[Extrait du texte]
——————
Le 17 octobre dernier, le sujet des communs fonciers, a été présenté au Palais du Luxembourg lors du colloque « Universels, intemporels, vernaculaires : les communs fonciers enfin accueillis par la puissance publique ? » porté par la chaire Valcom, Valoriser les communs fonciers (Fondation Université Savoie Mont Blanc), en partenariat avec l’Association des maires ruraux de France (AMRF) et le soutien de la Coop des communs.
Transpartisane la journée était parrainée par Pierre Ouzoulias, sénateur des Hauts-de-Seine, vice-président du Sénat, Loïc Hervé, sénateur de Haute-Savoie, vice-président du Sénat, Guillaume Gontard, sénateur de l’Isère, Bernard Delcros, sénateur du Cantal, Frédérique Espagnac, sénatrice des Pyrénées-Atlantiques. Olivier Chavanon et Jean-François Joye étaient à l’animation de cette journée en tant que responsables scientifiques de la chaire Valcom (Fondation Université Savoie Mont Blanc).
Une portée démocratique et de lien social
Élus, universitaires, philosophes, acteurs des tiers-lieux, ayants-droits des sections de commune ont abordé les leviers et les freins à la revivification des communs fonciers qu’il s’agisse de leurs formes ancestrales ou de leurs émanations plus récentes : gestion des forêts, des alpages, des réseaux d’eau, entretien des paysages, du petit patrimoine bâti (fours des villages, maisons d’assemblée…) afin de réfléchir aux nouveaux contours d’un État apte à promouvoir une société plus collaborative et moins centralisée. Un constat a été partagé : la puissance publique peine encore à voir les communs fonciers comme des alliés, ce malgré leur rôle positif en matière de maintien de la cohésion sociale et des pratiques démocratiques à l’échelle micro-locale.
« Les communs fonciers ne sont pas juste des objets, ils vivent au rythme humain. A des moments, ils peuvent être délaissés mais ils ne sont pas en train de mourir. Ils sont simplement en train d’attendre la génération suivante. Chez nous des jeunes s’installent et découvrent qu’on peut leur mettre des terres à dispositions. Celles-ci n’étaient bloquées par personnes, elles ne faisaient que les attendre », Alain Degorce, membre d’une section de commune, Haute-Loire
« Un vrai travail d’information et de communication doit être mené pour montrer ce que les communs fonciers peuvent apporter. C’est à la fois du patrimoine mais aussi un moyen de projection dans l’avenir particulièrement intéressant », Guillaume Gontard, sénateur de l’Isère
« La gouvernance des communs est atypique. Elle soulève des questions philosophiques profondes. En 2009, l’Américaine Elinor Ostrom a obtenu le prix Nobel d’économie pour ses travaux sur le sujet. Les communs constituent à ses yeux la seule alternative au marché et à l’Etat. Il s’agit de gérer de manière démocratique des biens rivaux (constituant une ressource finie) non exclusifs (dont on ne peut priver personne). », Gaspard Koenig, philosophe
Faire évoluer le cadre législatif
L’une des pistes de travail parlementaire qui a émergé en conclusion de la journée est de faire reconnaître les communs fonciers et de faire évoluer la législation.
——————
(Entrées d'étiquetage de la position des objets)
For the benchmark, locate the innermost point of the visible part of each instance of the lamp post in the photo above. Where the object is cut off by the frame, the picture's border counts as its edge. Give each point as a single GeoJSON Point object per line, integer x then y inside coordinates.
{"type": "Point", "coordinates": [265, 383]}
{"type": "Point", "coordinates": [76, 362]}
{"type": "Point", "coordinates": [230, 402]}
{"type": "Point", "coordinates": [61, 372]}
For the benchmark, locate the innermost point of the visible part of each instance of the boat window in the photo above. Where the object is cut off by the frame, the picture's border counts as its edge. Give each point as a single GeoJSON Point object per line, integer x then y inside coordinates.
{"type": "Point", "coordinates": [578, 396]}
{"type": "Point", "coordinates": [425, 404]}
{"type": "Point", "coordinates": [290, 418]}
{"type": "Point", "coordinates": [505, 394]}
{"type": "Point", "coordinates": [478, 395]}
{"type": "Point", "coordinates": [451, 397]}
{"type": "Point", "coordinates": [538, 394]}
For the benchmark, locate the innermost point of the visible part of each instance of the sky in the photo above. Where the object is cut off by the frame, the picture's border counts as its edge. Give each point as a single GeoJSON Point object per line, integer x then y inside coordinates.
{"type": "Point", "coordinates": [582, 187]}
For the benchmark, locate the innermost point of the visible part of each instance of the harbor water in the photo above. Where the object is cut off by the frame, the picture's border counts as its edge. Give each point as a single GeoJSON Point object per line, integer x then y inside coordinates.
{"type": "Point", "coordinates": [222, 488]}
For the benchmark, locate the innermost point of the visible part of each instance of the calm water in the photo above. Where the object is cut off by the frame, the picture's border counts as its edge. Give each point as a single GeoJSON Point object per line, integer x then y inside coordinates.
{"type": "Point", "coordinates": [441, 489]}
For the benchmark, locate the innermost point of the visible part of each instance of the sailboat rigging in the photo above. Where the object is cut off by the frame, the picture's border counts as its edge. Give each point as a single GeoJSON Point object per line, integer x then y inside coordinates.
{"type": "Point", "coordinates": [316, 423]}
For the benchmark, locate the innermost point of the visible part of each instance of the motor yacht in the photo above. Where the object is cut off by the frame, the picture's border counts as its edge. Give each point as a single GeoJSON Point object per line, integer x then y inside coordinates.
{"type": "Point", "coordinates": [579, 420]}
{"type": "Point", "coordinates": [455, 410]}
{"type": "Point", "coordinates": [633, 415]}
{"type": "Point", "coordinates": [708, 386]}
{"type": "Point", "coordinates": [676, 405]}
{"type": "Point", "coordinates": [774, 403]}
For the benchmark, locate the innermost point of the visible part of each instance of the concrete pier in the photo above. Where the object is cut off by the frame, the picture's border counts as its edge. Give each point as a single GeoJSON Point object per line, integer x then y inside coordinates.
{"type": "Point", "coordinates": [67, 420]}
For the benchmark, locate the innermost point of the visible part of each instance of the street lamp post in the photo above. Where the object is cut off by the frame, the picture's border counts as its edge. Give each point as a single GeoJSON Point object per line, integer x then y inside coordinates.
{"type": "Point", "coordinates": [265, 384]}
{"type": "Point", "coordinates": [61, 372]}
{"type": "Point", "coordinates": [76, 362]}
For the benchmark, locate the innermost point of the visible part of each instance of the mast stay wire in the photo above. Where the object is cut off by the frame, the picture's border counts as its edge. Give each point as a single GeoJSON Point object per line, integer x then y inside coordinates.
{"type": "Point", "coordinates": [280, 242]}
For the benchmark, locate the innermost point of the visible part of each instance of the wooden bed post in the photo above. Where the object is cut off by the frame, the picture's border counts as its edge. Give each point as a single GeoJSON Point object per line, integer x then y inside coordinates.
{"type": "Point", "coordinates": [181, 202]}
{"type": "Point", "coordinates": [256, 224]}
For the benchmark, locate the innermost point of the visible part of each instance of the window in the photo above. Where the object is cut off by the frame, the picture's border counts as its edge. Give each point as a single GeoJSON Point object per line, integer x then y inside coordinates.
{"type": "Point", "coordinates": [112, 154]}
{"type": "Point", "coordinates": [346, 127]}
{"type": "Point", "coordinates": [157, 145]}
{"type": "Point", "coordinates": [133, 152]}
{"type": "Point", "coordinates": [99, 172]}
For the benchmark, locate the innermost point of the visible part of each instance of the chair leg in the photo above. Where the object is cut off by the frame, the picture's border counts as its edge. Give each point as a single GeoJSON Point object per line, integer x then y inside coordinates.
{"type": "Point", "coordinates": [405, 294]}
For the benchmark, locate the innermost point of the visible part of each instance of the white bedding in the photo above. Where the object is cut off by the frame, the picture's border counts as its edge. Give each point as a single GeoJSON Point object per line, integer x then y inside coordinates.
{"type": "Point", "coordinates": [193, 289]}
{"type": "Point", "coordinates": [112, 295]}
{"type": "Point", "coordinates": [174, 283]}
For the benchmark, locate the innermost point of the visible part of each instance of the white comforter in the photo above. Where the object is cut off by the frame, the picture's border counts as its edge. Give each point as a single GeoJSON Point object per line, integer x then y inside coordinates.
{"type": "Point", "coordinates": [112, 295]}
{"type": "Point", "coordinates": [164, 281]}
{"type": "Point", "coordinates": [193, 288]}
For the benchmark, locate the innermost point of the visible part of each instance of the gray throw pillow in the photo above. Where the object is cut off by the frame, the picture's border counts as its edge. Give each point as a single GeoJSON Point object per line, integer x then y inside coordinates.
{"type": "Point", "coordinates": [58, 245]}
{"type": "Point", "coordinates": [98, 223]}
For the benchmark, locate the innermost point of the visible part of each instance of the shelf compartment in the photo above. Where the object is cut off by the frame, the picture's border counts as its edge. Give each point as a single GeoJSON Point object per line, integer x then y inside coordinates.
——————
[Consigne] Poursuivez l'extrait consacré aux communs fonciers à partir de sa dernière phrase. Ces items proviennent d'une autre source que le texte.

[Production attendue]
D’ailleurs, l’une des raisons du démarrage du projet VALCOM, fut la découverte en 2019 d’une proposition de loi sénatoriale (texte n° 182 déposé au Sénat le 9 décembre 2019) visant carrément à dissoudre les sections de commune, une des catégories de communaux (elle faisait suite à une loi 2013-428 du 27 mai 2013 qui, déjà, les affaiblissait). Elle ne prospéra pas mais l’exposé des motifs exprimait une volonté d’en finir avec un dispositif réputé désuet.
“Nous avons voulu comprendre les raisons d’un tel discrédit. Ce faisant, nous avons constaté une tout autre réalité.” J.F. Joye, O. Chavanon (Fondation USMB)
Une chaire Valcom pour promouvoir et valoriser les communs fonciers
« Au cours de ces six années de recherche de terrain, nous avons rencontré des centaines de personnes et rassemblé des centaines de documents administratifs et plus de 1000 heures d’entretiens individuels ou collectifs. C’est un corpus sans équivalent, unique en son genre, et qui permet d’affirmer que les communaux sont encore très présents en France et qu’ils constituent un patrimoine à la fois matériel et immatériel, avec des espaces d’une grande qualité écologique et d’une grande diversité de savoir-faire mobilisés.
Nous souhaitons donc promouvoir et valoriser ces systèmes. Avec le concours d’une doctorante et de deux ingénieures d’études, nous allons continuer de recenser ce patrimoine, le cartographier, mieux comprendre ses fonctionnements… Nous voulons évaluer sa valeur économique et sociale et sommes en train de mettre au point un protocole d’enquête pour fournir, à terme, un instrument de mesure. Nous réalisons également des monographies pour permettre d’identifier les façons de redynamiser ces communs. Nous allons de même lancer des formations pour les élus, les avocats, notaires… et aimerions faire évoluer le cadre législatif. », Jean-François Joye et Olivier Chavanon, responsables scientifiques de la chaire Valcom.
Quelques chiffres :
30 000
Au plan national, les sections de commune, une des catégories de « communaux » sont encore plus de 30 000 et couvrent une superficie d’environ 3000 kilomètres carrés.
11 %
A Chamonix, les consortages, un autre système de propriété collective, représentent 11% du foncier de la vallée, soit près de 4000 ha.